Dataset excerpt
## begin
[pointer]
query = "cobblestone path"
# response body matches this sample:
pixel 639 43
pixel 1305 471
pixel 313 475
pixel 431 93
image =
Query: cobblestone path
## end
## begin
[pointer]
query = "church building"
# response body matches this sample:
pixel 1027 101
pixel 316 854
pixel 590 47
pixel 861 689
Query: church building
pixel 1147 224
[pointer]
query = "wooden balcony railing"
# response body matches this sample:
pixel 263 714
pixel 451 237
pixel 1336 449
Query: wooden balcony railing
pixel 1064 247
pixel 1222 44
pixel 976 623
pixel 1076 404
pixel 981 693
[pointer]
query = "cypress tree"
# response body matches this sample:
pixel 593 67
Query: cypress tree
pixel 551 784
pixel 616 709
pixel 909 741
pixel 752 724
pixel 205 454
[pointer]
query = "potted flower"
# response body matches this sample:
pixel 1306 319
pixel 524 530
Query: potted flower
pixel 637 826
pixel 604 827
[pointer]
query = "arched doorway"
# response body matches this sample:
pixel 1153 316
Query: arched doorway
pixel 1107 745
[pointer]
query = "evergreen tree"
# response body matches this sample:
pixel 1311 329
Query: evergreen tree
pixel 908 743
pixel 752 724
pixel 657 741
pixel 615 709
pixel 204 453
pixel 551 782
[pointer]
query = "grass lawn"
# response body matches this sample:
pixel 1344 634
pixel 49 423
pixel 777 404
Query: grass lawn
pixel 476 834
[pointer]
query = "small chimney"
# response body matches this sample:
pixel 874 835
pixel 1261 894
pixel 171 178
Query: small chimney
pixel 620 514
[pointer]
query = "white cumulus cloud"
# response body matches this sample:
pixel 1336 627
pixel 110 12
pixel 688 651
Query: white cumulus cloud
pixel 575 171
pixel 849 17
## end
**Exercise goal**
Locate each line in the listing that contains the string "evergreen", and copy those lines out in full.

**Exercise answer**
query = "evergreen tree"
Query: evergreen tree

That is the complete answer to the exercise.